• **What you have to do**:
With the pictures set aside, reproduce each entry precisely as it reads.

[Collected data]
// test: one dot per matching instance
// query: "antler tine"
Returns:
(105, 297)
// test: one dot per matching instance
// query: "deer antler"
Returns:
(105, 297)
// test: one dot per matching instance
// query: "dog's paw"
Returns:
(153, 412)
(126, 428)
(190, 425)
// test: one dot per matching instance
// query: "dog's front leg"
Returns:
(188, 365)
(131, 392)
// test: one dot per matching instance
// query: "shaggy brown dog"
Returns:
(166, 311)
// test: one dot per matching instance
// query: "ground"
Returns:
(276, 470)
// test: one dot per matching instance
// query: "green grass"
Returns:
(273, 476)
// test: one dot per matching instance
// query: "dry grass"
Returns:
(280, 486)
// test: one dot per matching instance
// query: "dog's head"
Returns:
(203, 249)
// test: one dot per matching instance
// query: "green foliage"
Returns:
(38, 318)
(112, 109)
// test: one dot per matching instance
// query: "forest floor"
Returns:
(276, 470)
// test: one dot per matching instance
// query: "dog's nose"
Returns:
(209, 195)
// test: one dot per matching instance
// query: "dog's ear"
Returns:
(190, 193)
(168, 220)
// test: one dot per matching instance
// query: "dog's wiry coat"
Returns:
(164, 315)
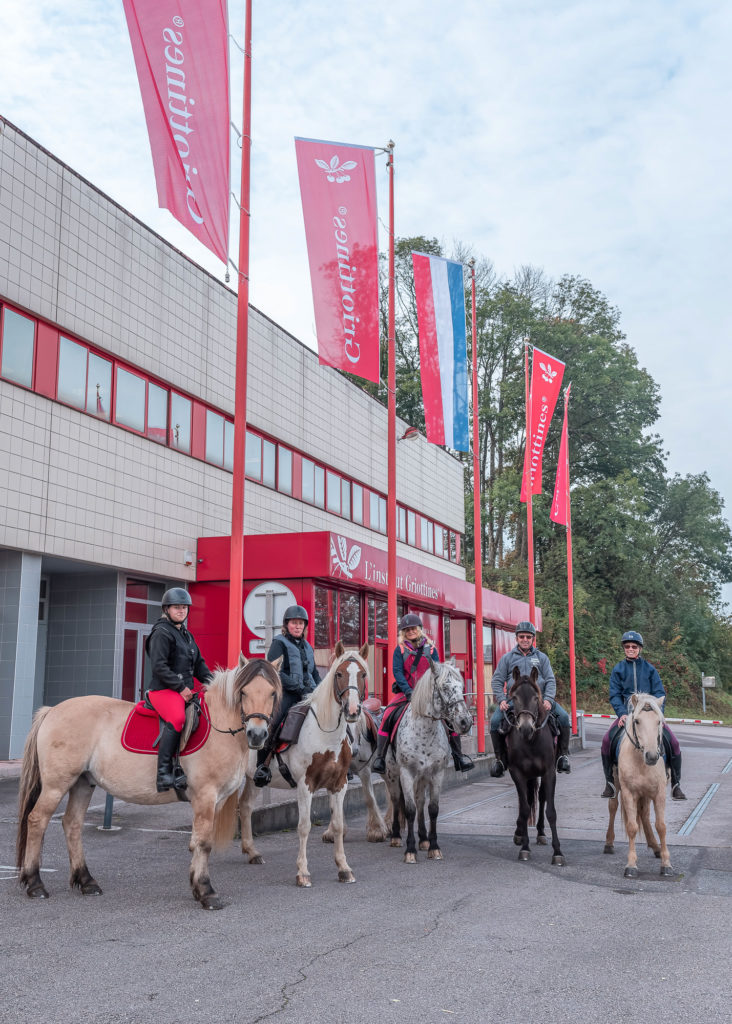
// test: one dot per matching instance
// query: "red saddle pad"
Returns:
(142, 728)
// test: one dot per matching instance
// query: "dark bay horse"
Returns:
(531, 763)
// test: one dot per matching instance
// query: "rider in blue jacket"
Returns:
(525, 656)
(635, 675)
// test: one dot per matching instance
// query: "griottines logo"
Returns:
(335, 170)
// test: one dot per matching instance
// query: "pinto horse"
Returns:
(416, 768)
(319, 759)
(531, 758)
(77, 744)
(641, 780)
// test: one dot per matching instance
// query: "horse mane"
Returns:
(228, 683)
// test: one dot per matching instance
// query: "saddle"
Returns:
(142, 729)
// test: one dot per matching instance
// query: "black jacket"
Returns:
(175, 657)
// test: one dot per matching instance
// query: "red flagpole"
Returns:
(391, 441)
(477, 535)
(527, 484)
(570, 584)
(235, 572)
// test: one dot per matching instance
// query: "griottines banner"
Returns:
(547, 374)
(181, 54)
(338, 188)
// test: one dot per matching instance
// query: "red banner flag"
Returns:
(547, 374)
(338, 188)
(181, 55)
(560, 503)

• **Output**:
// test: one dot per matching instance
// query: "antler tine"
Returns:
(105, 297)
// test: one dot per matching instance
// query: "deer antler"
Returns:
(105, 297)
// test: one dot per matching instance
// query: "dog's paw"
Returns:
(153, 412)
(126, 428)
(190, 425)
// test: one dot per matching instance
// query: "dog's front leg"
Returns:
(188, 365)
(131, 392)
// test: one dot per matching instance
// query: "shaggy brown dog"
Returns:
(166, 311)
// test: one dot per matching instance
// query: "ground"
Returns:
(276, 470)
// test: one dot per matching instance
// query: "green grass"
Returns:
(273, 476)
// test: one dot per matching instance
// query: "dry grass"
Returns:
(280, 486)
// test: one dot per matching instance
// query: "dog's head"
Returns:
(203, 249)
// test: one dot per matching instance
// query: "green foliage"
Returns:
(38, 318)
(112, 109)
// test: one dot per matching instance
// query: "forest floor"
Returns:
(276, 470)
// test: one dot per matching instance
// query: "dog's nose"
Returns:
(209, 195)
// test: one dot per matching instance
// query: "dog's ear"
Returns:
(190, 193)
(168, 220)
// test: one dot per matching instance
// query: "dog's wiry coat"
Returns:
(164, 315)
// test: one dot per matching instance
// query: "red saddle pad"
Returns:
(142, 728)
// test: one dot per matching instance
// query: "dark bay horse"
Returns:
(531, 763)
// test: one dot per matching instance
// query: "rider in blue jacket"
Returns:
(525, 656)
(635, 675)
// test: one dot per matching instance
// query: "griottines logo"
Returns:
(335, 170)
// test: one dot per matching instance
// query: "pinto horse"
Returns:
(416, 768)
(319, 759)
(531, 758)
(77, 744)
(641, 780)
// test: one dot per matching instance
// query: "horse mane"
Returns:
(228, 683)
// test: one dot per matching instance
// query: "saddle"
Returns:
(142, 729)
// test: one dot per matching instance
// query: "black jacket"
Returns:
(175, 657)
// test: one dot per matching instance
// query: "red flagpole"
Returns:
(391, 441)
(477, 535)
(527, 484)
(570, 584)
(235, 572)
// test: one dot per matching instance
// query: "griottines banner"
Returns:
(547, 374)
(181, 54)
(338, 188)
// test: one dot per matching instance
// query: "red banner flag"
Returns:
(547, 374)
(338, 188)
(181, 55)
(560, 503)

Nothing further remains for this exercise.